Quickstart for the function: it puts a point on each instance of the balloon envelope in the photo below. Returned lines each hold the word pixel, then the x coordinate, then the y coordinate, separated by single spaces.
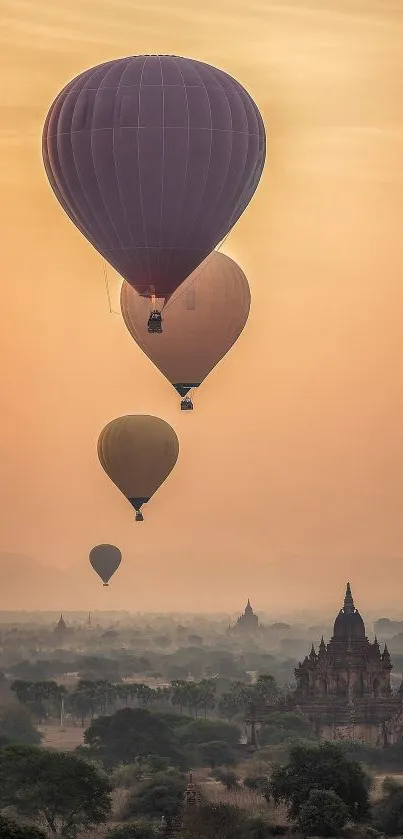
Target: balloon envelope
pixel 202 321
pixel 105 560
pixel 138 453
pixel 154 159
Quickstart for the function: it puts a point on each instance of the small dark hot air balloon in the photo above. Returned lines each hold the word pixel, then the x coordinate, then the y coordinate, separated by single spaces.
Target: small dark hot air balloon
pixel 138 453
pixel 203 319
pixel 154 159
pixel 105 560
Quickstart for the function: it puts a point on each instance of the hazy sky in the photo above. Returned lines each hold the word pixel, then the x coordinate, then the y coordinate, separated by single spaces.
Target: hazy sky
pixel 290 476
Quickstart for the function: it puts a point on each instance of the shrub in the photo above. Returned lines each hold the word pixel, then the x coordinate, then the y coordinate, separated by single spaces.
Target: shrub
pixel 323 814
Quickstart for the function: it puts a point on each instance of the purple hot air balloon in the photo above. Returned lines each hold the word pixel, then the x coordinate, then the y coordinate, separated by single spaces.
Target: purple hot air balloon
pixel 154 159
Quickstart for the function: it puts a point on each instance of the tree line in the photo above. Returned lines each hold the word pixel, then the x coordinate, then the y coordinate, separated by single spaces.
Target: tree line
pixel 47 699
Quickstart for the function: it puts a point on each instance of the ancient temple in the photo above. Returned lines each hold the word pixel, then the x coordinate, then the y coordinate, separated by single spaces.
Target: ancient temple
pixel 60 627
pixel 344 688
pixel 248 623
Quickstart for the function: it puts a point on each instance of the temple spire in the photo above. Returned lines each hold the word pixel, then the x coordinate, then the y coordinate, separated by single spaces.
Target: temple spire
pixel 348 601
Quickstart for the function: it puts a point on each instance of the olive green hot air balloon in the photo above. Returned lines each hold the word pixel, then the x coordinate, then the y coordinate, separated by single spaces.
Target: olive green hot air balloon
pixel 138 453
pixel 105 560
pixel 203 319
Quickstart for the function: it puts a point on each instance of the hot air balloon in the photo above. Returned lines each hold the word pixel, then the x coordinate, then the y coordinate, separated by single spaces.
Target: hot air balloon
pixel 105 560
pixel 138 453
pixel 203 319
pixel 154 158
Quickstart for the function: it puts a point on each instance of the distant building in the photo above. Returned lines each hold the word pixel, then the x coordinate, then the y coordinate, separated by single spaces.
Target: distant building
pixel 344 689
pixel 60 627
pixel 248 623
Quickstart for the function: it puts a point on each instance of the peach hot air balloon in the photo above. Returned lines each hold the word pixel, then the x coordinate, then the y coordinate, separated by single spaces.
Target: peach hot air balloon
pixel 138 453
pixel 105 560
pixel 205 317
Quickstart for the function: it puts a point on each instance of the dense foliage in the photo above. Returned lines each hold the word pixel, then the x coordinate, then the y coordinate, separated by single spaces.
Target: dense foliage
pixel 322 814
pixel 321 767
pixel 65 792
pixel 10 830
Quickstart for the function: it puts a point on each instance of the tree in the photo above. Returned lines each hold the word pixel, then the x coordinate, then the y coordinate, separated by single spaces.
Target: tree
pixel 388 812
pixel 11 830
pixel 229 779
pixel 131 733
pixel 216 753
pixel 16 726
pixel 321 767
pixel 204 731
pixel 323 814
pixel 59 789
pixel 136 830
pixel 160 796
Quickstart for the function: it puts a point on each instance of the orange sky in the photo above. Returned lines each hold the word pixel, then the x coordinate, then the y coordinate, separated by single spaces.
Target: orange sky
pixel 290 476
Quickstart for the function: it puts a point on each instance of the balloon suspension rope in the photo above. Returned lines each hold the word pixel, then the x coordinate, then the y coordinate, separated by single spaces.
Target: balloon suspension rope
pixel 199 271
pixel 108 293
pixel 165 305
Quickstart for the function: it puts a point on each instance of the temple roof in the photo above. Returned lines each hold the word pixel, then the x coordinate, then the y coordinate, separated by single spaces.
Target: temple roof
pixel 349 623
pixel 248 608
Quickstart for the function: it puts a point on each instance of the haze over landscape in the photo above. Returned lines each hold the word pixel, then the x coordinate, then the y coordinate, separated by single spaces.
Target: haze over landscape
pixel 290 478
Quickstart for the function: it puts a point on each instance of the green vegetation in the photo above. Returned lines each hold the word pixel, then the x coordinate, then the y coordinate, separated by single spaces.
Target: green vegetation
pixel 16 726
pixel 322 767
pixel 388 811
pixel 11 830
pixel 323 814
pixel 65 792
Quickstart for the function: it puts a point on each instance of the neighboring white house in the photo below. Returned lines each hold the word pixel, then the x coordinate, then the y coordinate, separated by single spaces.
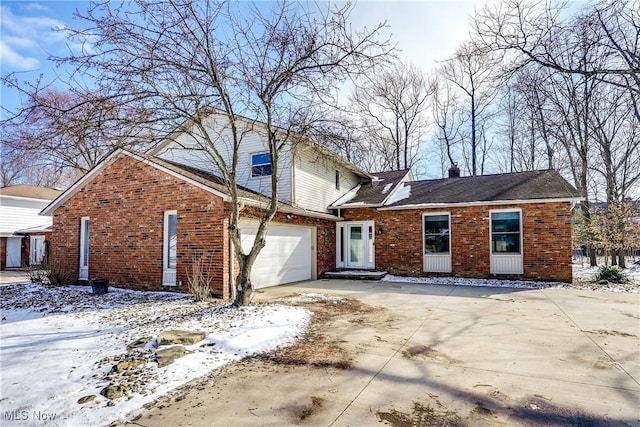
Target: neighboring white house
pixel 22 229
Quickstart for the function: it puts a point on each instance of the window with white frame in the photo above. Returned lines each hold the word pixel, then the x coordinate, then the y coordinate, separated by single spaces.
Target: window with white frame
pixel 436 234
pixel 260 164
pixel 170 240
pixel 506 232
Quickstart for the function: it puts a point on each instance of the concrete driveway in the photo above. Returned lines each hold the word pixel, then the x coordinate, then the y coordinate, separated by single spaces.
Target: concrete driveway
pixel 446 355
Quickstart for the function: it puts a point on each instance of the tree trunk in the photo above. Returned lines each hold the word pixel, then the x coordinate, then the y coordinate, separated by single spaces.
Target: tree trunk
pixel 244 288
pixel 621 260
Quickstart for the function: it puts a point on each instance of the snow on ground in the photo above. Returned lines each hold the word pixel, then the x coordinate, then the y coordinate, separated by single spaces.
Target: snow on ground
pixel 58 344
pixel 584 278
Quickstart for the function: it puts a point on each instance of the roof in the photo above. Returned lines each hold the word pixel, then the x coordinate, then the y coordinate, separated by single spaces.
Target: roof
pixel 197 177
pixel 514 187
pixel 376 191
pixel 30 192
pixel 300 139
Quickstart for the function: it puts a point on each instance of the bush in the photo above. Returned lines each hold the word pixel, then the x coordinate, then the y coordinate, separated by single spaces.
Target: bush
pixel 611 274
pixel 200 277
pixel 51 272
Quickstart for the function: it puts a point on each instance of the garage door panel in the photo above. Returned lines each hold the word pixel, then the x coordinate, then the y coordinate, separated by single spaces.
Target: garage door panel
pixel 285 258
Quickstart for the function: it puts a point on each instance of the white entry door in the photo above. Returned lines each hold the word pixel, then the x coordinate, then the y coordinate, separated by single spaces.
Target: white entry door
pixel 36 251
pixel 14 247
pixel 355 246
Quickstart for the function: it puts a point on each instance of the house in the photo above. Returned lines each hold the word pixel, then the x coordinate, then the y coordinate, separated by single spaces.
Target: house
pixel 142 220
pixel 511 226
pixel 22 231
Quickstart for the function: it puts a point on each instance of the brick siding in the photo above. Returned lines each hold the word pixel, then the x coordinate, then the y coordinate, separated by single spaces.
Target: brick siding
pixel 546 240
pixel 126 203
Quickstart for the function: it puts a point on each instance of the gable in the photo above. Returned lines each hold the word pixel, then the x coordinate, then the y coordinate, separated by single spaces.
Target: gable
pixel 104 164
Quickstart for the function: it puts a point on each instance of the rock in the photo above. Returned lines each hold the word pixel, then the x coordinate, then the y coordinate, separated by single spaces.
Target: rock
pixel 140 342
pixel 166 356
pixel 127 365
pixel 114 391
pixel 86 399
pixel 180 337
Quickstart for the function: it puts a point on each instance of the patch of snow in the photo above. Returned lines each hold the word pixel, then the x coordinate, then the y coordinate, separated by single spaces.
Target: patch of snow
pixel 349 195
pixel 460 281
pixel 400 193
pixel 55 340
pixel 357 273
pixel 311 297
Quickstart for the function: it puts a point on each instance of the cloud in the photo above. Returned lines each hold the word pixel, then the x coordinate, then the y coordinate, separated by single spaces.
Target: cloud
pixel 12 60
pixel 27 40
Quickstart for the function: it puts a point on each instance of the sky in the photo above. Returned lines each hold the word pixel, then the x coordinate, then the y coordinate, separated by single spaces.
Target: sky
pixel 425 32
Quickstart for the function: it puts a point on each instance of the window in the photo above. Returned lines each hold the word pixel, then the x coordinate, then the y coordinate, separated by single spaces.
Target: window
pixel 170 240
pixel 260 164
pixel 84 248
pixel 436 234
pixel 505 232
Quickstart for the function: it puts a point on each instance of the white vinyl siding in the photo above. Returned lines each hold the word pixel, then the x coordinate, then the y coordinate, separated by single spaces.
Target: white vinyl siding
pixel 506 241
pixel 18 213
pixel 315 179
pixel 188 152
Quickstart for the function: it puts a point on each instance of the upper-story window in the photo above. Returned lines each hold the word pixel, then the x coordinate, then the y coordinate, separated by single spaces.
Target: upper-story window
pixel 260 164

________

▸ **GIVEN REQUEST**:
Copy out the entries above word for word, starting with the line that contains "the tree trunk" and ending with the line that contains "pixel 621 260", including both of those lines.

▸ **RESPONSE BELOW**:
Quickstart for the function: it puts a point on each instance of the tree trunk in the photo above. Returned lines each hold the word pixel, then the x coordinate, then the y coordinate, separated by single spaces.
Target: tree trunk
pixel 244 288
pixel 621 260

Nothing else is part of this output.